## INFORMATION SUPPLIED
********************

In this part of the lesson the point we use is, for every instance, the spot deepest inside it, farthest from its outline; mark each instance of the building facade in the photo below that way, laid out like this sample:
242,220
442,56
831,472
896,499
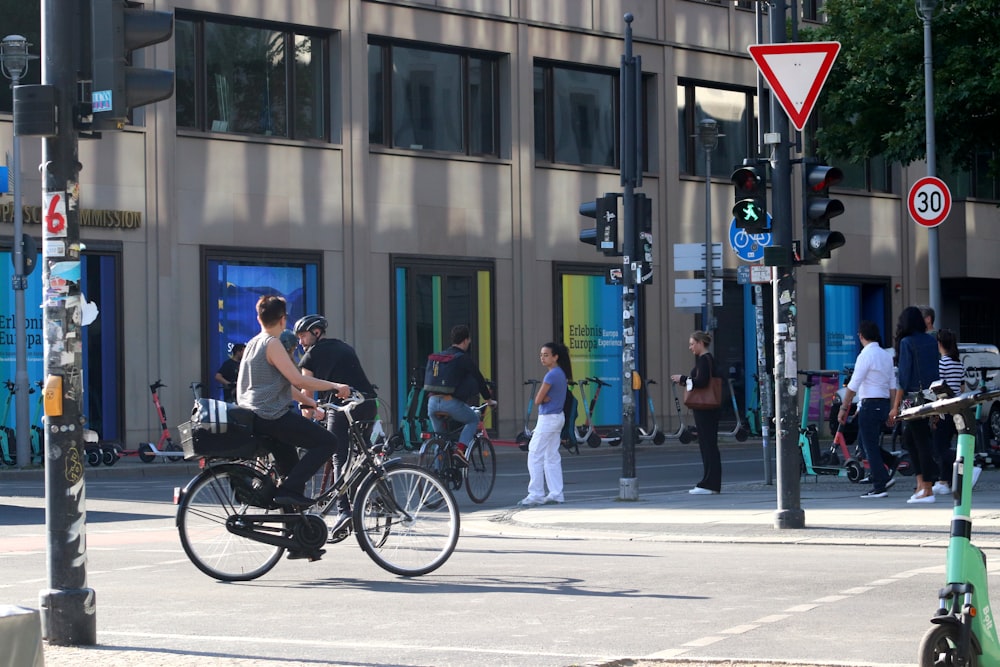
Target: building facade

********************

## SET EXERCISE
Format every line of the entries above as a Markdown table with the columns Row and Line, numbering the rows and skipping any blank lines. Leave the pictures out.

## IN RESPONSE
| Row | Line |
|---|---|
| 1 | In this part of the lesson the point we use is, for every instance, the spot deepest inside it, farthest from its outline; mark each instance of the building facade in the photo below that way, laid out like this sample: |
| 2 | 242,220 |
| 3 | 442,56 |
| 4 | 831,472 |
| 5 | 896,499 |
| 6 | Target: building facade |